# MATERIAL SHOWN
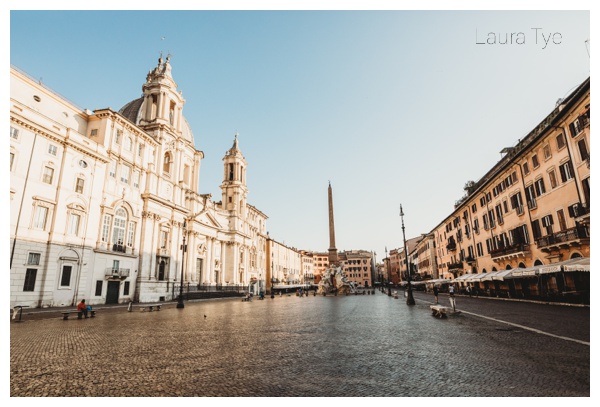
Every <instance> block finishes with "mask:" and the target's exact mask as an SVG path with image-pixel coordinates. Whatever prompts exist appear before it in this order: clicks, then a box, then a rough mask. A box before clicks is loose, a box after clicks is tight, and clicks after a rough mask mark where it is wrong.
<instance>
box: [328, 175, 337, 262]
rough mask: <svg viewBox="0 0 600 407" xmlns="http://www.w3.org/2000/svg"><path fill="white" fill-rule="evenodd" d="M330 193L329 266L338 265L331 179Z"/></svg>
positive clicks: (329, 220) (329, 195) (329, 226)
mask: <svg viewBox="0 0 600 407" xmlns="http://www.w3.org/2000/svg"><path fill="white" fill-rule="evenodd" d="M327 192H328V195H329V267H332V266H337V264H338V257H337V249H336V248H335V229H334V227H333V193H332V192H331V181H330V182H329V188H328V190H327Z"/></svg>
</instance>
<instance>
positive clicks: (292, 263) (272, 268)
mask: <svg viewBox="0 0 600 407" xmlns="http://www.w3.org/2000/svg"><path fill="white" fill-rule="evenodd" d="M266 257H267V267H266V269H267V273H266V276H267V290H268V291H270V290H271V288H272V287H273V286H274V287H275V288H278V287H281V286H285V285H287V286H293V285H302V284H304V282H303V274H302V271H303V262H302V259H303V255H302V253H301V252H300V251H299V250H296V249H295V248H293V247H288V246H286V245H284V244H283V243H279V242H278V241H276V240H274V239H272V238H268V239H267V251H266Z"/></svg>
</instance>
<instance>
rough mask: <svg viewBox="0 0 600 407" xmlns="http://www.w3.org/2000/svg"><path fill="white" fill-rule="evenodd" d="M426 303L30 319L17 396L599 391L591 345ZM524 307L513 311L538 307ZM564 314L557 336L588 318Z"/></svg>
mask: <svg viewBox="0 0 600 407" xmlns="http://www.w3.org/2000/svg"><path fill="white" fill-rule="evenodd" d="M415 298H416V300H417V301H416V302H417V304H416V305H415V306H407V305H406V303H405V301H403V300H402V299H398V300H396V299H393V298H392V297H388V296H387V295H384V294H382V293H380V292H376V294H375V295H361V296H343V297H342V296H339V297H331V296H327V297H321V296H317V297H312V296H309V297H297V296H283V297H276V298H275V299H271V298H269V297H267V298H265V300H264V301H260V300H258V299H256V298H255V299H254V300H253V301H251V302H242V301H241V300H240V299H227V300H208V301H198V302H186V304H185V308H184V309H176V308H175V306H174V304H170V305H166V306H164V307H163V308H162V310H161V311H155V312H140V311H139V306H134V311H132V312H127V308H126V307H121V308H114V309H111V310H101V311H99V312H98V316H97V317H96V318H88V319H83V320H77V319H69V320H68V321H63V320H62V319H61V317H60V314H59V313H58V315H57V316H54V317H51V318H50V317H47V318H30V319H27V320H24V322H21V323H11V325H10V328H11V329H10V395H11V396H123V397H126V396H137V397H145V396H161V397H167V396H209V397H236V396H246V397H253V396H257V397H258V396H260V397H280V396H285V397H312V396H318V397H338V396H345V397H366V396H372V397H375V396H390V397H401V396H421V397H423V396H433V397H435V396H444V397H451V396H469V397H474V396H585V397H589V396H590V346H589V343H588V344H585V343H578V342H574V341H570V340H565V339H561V338H558V337H554V336H549V335H544V334H542V333H539V332H533V331H530V330H527V329H521V328H519V327H517V326H513V325H506V324H503V323H500V322H496V321H493V320H489V319H484V318H480V317H477V316H475V315H474V313H475V311H476V310H477V308H479V309H480V310H482V311H483V310H485V309H488V308H489V307H492V306H494V305H495V304H492V301H483V300H480V301H479V304H480V305H479V307H477V306H476V305H475V303H474V302H473V303H472V304H470V305H469V307H471V308H470V311H469V313H466V312H464V313H460V314H458V315H451V316H449V317H448V318H446V319H437V318H434V317H433V316H432V315H431V312H430V309H429V304H430V301H431V299H432V297H431V296H428V295H425V294H422V295H421V294H418V295H415ZM440 301H444V299H443V298H440ZM445 301H447V299H445ZM460 301H462V300H459V301H458V304H457V309H460V304H461V302H460ZM473 301H475V300H473ZM464 303H465V306H466V301H464ZM511 304H512V305H513V308H512V311H510V312H509V311H505V314H511V313H512V314H513V315H519V313H520V312H521V313H522V312H524V311H523V309H524V308H523V307H525V305H524V304H519V303H514V302H512V303H511ZM505 305H507V304H503V306H505ZM546 307H557V306H546ZM559 308H560V311H556V312H557V315H560V317H559V318H554V325H557V326H559V328H557V331H560V326H561V325H563V322H564V321H563V319H565V318H569V315H570V313H569V310H572V311H573V312H574V313H578V312H580V311H579V310H578V309H576V308H573V307H559ZM546 309H547V308H543V307H542V308H541V309H540V311H533V312H534V314H530V315H529V317H527V318H522V317H520V319H521V320H520V322H519V323H520V324H522V325H525V324H527V323H528V321H531V322H532V323H533V322H534V321H535V320H536V319H537V318H538V314H535V312H539V313H540V314H539V315H542V316H543V315H545V314H547V313H548V311H546ZM556 309H557V308H552V310H556ZM520 310H521V311H520ZM104 311H106V312H104ZM527 312H529V311H527ZM553 312H554V311H550V314H552V313H553ZM205 315H206V317H205ZM497 318H498V319H502V317H501V316H497ZM544 318H545V317H544ZM576 318H581V315H579V314H578V316H576ZM584 318H585V316H584ZM548 325H550V324H548ZM542 327H543V326H541V325H540V326H537V327H536V329H541V328H542ZM583 330H584V331H585V329H583ZM557 335H558V334H557ZM561 336H569V332H568V330H567V332H562V335H561ZM579 339H582V338H579ZM588 340H589V310H588Z"/></svg>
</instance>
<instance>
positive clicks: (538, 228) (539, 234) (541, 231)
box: [531, 219, 542, 240]
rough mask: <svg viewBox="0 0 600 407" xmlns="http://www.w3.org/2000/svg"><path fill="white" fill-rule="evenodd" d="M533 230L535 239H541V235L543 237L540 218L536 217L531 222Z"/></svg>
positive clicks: (532, 228) (533, 236)
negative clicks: (531, 221)
mask: <svg viewBox="0 0 600 407" xmlns="http://www.w3.org/2000/svg"><path fill="white" fill-rule="evenodd" d="M531 230H532V231H533V238H534V239H536V240H537V239H539V238H540V237H542V229H540V220H539V219H536V220H534V221H533V222H531Z"/></svg>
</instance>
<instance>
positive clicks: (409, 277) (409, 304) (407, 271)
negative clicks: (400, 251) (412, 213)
mask: <svg viewBox="0 0 600 407" xmlns="http://www.w3.org/2000/svg"><path fill="white" fill-rule="evenodd" d="M400 218H401V219H402V240H403V241H404V261H405V262H406V283H407V287H406V292H407V293H408V295H407V297H406V305H415V299H414V298H413V295H412V286H411V285H410V268H409V264H408V248H407V247H406V235H405V234H404V212H402V204H400Z"/></svg>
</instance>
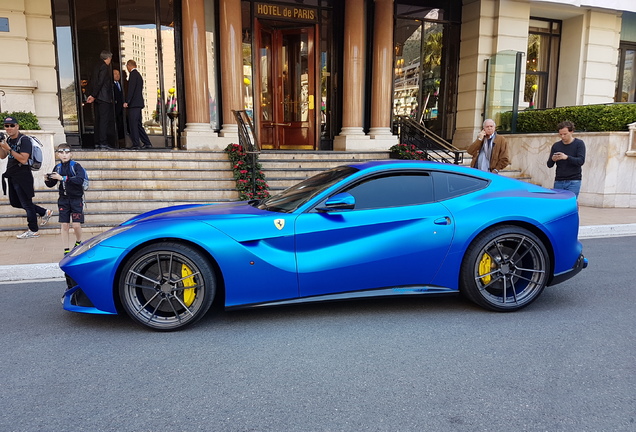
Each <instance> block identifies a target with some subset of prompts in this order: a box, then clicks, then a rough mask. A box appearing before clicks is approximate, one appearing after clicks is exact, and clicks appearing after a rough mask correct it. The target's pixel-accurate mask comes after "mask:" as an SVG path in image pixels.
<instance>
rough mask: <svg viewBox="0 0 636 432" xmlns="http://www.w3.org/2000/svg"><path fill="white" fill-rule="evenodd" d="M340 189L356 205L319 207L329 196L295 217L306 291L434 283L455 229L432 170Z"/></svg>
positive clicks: (385, 175) (296, 245)
mask: <svg viewBox="0 0 636 432" xmlns="http://www.w3.org/2000/svg"><path fill="white" fill-rule="evenodd" d="M339 192H346V193H348V194H350V195H351V196H353V198H354V199H355V206H354V208H353V209H350V210H341V211H338V210H335V211H328V212H320V211H319V210H318V209H320V208H322V207H324V206H325V204H326V201H327V200H323V201H322V202H321V203H319V204H318V205H317V206H316V207H315V208H314V209H313V210H312V211H310V212H307V213H304V214H301V215H300V216H299V217H298V218H297V219H296V227H295V228H296V230H295V231H296V259H297V265H298V280H299V290H300V295H301V297H306V296H313V295H321V294H332V293H340V292H349V291H359V290H367V289H376V288H390V287H391V288H394V287H404V286H424V285H427V284H428V283H430V281H431V280H432V279H433V277H434V276H435V274H436V272H437V270H438V269H439V267H440V265H441V264H442V262H443V260H444V258H445V256H446V253H447V251H448V249H449V245H450V243H451V240H452V238H453V232H454V223H453V219H452V215H451V214H450V213H449V212H448V210H447V209H446V208H445V207H444V206H443V205H441V204H439V203H435V202H433V186H432V180H431V177H430V175H428V174H427V173H421V172H420V173H391V174H389V175H386V174H384V175H381V176H377V177H373V178H367V179H363V180H362V181H360V182H358V183H357V184H355V185H352V186H350V187H347V188H345V189H344V190H342V191H339Z"/></svg>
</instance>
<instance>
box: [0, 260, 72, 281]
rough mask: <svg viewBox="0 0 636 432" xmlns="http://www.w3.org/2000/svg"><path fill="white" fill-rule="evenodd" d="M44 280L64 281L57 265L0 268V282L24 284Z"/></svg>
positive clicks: (34, 265)
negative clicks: (8, 282) (24, 281)
mask: <svg viewBox="0 0 636 432" xmlns="http://www.w3.org/2000/svg"><path fill="white" fill-rule="evenodd" d="M44 279H60V280H63V279H64V272H63V271H62V269H60V266H59V264H58V263H45V264H21V265H12V266H0V282H24V281H37V280H44Z"/></svg>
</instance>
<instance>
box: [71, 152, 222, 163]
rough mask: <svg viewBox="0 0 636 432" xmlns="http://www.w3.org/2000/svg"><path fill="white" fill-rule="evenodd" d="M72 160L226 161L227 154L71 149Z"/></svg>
mask: <svg viewBox="0 0 636 432" xmlns="http://www.w3.org/2000/svg"><path fill="white" fill-rule="evenodd" d="M73 159H75V160H77V161H78V162H80V163H82V162H86V161H94V160H107V161H128V160H147V159H151V160H184V161H185V160H192V159H197V160H222V161H227V160H228V159H227V153H225V152H224V151H189V150H179V151H172V150H169V149H164V150H148V151H146V150H117V151H96V150H77V149H73Z"/></svg>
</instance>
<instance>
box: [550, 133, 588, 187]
mask: <svg viewBox="0 0 636 432" xmlns="http://www.w3.org/2000/svg"><path fill="white" fill-rule="evenodd" d="M557 129H558V130H559V136H560V137H561V141H557V142H555V143H554V144H552V148H551V149H550V157H549V158H548V168H552V167H553V166H554V165H555V164H556V166H557V168H556V175H555V178H554V189H563V190H569V191H570V192H573V193H574V195H576V197H577V198H578V196H579V192H580V191H581V178H582V170H581V167H582V166H583V164H584V163H585V143H584V142H583V140H581V139H579V138H574V137H573V136H572V133H573V132H574V123H572V122H570V121H564V122H561V123H559V125H558V126H557Z"/></svg>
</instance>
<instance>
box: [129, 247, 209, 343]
mask: <svg viewBox="0 0 636 432" xmlns="http://www.w3.org/2000/svg"><path fill="white" fill-rule="evenodd" d="M215 293H216V278H215V276H214V271H213V270H212V268H211V266H210V264H209V262H208V261H207V260H206V259H205V257H204V256H203V255H202V254H201V253H200V252H198V251H196V250H195V249H192V248H191V247H189V246H186V245H182V244H179V243H158V244H154V245H150V246H147V247H145V248H143V249H141V250H139V251H138V252H136V253H135V254H134V255H132V256H131V257H130V258H129V259H128V260H127V261H126V263H125V265H124V267H123V270H122V272H121V276H120V278H119V299H120V301H121V304H122V306H123V308H124V310H125V311H126V313H127V314H128V315H129V316H130V317H131V318H132V319H133V320H135V321H136V322H137V323H139V324H141V325H143V326H145V327H149V328H151V329H153V330H158V331H172V330H180V329H183V328H185V327H187V326H189V325H192V324H194V323H195V322H196V321H198V320H199V319H200V318H201V317H202V316H203V315H205V313H206V312H207V311H208V309H210V305H211V304H212V301H213V300H214V296H215Z"/></svg>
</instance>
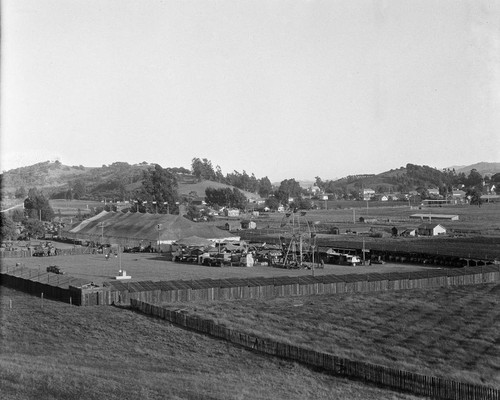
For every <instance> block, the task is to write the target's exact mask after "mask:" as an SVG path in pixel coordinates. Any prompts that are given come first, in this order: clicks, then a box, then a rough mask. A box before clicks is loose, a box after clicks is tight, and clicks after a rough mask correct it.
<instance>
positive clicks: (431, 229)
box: [417, 224, 446, 236]
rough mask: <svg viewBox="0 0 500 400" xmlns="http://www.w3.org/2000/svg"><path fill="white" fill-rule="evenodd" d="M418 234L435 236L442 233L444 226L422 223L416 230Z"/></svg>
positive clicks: (442, 233)
mask: <svg viewBox="0 0 500 400" xmlns="http://www.w3.org/2000/svg"><path fill="white" fill-rule="evenodd" d="M417 232H418V234H419V235H420V236H437V235H444V234H445V233H446V228H445V227H444V226H442V225H440V224H422V225H420V226H419V227H418V230H417Z"/></svg>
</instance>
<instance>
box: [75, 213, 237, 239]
mask: <svg viewBox="0 0 500 400" xmlns="http://www.w3.org/2000/svg"><path fill="white" fill-rule="evenodd" d="M66 234H67V236H68V237H70V238H73V239H84V240H93V241H97V242H101V241H104V242H105V243H119V244H124V245H125V244H134V243H135V244H136V243H137V242H138V241H149V242H152V243H158V241H159V243H160V244H171V243H173V242H175V241H177V240H180V239H183V238H188V237H191V236H197V237H199V238H203V239H210V240H212V241H217V242H218V241H222V240H239V237H234V236H232V235H231V234H230V233H229V232H227V231H223V230H222V229H219V228H217V227H215V226H213V225H208V224H203V223H196V222H193V221H190V220H188V219H186V218H184V217H182V216H180V215H172V214H146V213H131V212H128V213H122V212H107V211H103V212H101V213H100V214H98V215H96V216H94V217H92V218H89V219H86V220H84V221H82V222H80V223H79V224H77V225H75V226H73V227H72V228H71V229H70V230H69V231H68V232H67V233H66Z"/></svg>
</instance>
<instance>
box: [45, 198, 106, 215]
mask: <svg viewBox="0 0 500 400" xmlns="http://www.w3.org/2000/svg"><path fill="white" fill-rule="evenodd" d="M49 204H50V206H51V207H52V209H53V210H54V213H55V215H56V216H59V215H62V216H63V217H75V216H77V215H78V210H80V212H81V214H82V215H84V214H90V212H91V210H92V209H93V208H96V207H104V203H101V202H99V201H93V200H59V199H54V200H50V201H49Z"/></svg>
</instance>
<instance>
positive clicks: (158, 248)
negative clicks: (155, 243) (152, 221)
mask: <svg viewBox="0 0 500 400" xmlns="http://www.w3.org/2000/svg"><path fill="white" fill-rule="evenodd" d="M157 228H158V253H159V252H160V229H161V224H158V225H157Z"/></svg>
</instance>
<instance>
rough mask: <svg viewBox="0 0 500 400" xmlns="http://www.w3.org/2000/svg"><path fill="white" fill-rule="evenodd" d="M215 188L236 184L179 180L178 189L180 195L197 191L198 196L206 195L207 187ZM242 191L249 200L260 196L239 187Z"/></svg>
mask: <svg viewBox="0 0 500 400" xmlns="http://www.w3.org/2000/svg"><path fill="white" fill-rule="evenodd" d="M209 187H211V188H215V189H224V188H230V189H232V188H233V187H234V186H230V185H226V184H224V183H219V182H213V181H207V180H203V181H201V182H193V183H185V182H182V181H181V182H179V189H178V190H177V191H178V193H179V194H180V195H189V194H191V193H192V194H194V193H196V196H197V197H205V190H206V189H207V188H209ZM238 190H239V191H240V192H241V193H243V194H244V195H245V197H246V198H247V199H249V200H255V199H258V198H260V196H259V195H258V194H255V193H251V192H247V191H245V190H242V189H238Z"/></svg>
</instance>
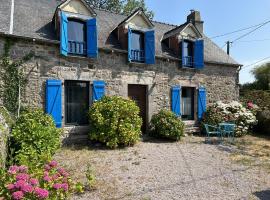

# TASK DETAILS
Where a line of the data above includes "then", copy that line.

# SOLUTION
Every <instance> block finishes with "mask:" and the target's exact mask as an SVG path with image-pixel coordinates. Whatever prompts exist appear before it in this order: clicks, then a box, then a rough mask. A box before clicks is loose, a box after clicks is tight, and clicks after a rough mask mark where it is wrong.
Each <instance> block identifies a target with some subset of prompts in this order: a box, then clicks, then a rough mask. A box appearing before clicks is approximate, one appearing after clicks is exact, and clicks appearing after a rough mask correct it. The target's pixel-accurate mask comes after "mask:" as an SVG path in image pixels.
For every <instance> block, the task is to write the target's exact mask after "mask:" as an SVG path in pixel coordinates. Any prompts that are given come first, in this order: clicks, then a box, then a rough mask. A box before clicks is loose, a box after clicks is tight, and clicks after a rough mask correct it.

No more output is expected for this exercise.